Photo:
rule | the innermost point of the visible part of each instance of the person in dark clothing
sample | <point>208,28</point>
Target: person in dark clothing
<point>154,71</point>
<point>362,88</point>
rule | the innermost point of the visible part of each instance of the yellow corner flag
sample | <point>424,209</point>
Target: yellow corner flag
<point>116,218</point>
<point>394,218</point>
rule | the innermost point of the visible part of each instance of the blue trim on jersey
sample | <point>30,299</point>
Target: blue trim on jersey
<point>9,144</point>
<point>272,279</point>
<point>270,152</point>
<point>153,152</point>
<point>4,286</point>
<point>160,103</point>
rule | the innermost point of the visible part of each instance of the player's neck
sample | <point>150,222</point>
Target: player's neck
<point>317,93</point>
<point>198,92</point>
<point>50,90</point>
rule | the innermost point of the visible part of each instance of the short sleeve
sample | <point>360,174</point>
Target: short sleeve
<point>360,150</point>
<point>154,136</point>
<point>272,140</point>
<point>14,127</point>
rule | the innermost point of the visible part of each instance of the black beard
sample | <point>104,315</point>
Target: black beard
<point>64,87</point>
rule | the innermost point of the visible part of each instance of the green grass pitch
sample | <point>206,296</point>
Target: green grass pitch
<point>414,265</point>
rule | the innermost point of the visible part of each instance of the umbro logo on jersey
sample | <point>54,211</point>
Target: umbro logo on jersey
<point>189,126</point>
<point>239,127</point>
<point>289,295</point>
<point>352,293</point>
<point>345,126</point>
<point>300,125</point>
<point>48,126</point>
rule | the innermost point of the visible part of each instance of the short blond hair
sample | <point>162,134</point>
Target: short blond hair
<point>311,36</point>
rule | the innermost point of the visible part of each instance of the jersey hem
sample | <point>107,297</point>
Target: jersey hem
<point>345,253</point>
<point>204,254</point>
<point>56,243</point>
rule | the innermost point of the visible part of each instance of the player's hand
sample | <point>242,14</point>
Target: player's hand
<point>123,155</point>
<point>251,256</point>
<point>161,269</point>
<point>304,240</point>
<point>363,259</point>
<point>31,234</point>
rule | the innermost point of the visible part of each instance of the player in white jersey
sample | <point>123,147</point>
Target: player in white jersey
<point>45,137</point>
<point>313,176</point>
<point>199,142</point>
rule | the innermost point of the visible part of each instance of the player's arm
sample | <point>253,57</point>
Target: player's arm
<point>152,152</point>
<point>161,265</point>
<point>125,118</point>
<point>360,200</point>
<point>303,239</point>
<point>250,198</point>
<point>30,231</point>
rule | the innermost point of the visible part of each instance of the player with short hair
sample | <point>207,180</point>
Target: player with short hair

--------------------------------------------------

== 課題の目的 ==
記録の先頭から「<point>160,103</point>」を含む行まで（両端を含む）を、指示の行も含めてもう一度書き出し、回答の座標の数値すべてに70を加える。指示や見本の座標は変えない。

== 完成した回答 ==
Photo:
rule | the innermost point of the visible part of each instance of the person in dark clothing
sample | <point>208,28</point>
Target: person in dark clothing
<point>224,141</point>
<point>432,158</point>
rule | the innermost point of the visible part of each instance of the yellow corner flag
sample | <point>424,209</point>
Target: yellow corner flag
<point>186,288</point>
<point>464,288</point>
rule | the innermost point of the visible part of each instance of the blue trim on jersey
sample | <point>30,299</point>
Target: blue trim on jersey
<point>79,214</point>
<point>342,349</point>
<point>340,222</point>
<point>223,222</point>
<point>74,356</point>
<point>230,173</point>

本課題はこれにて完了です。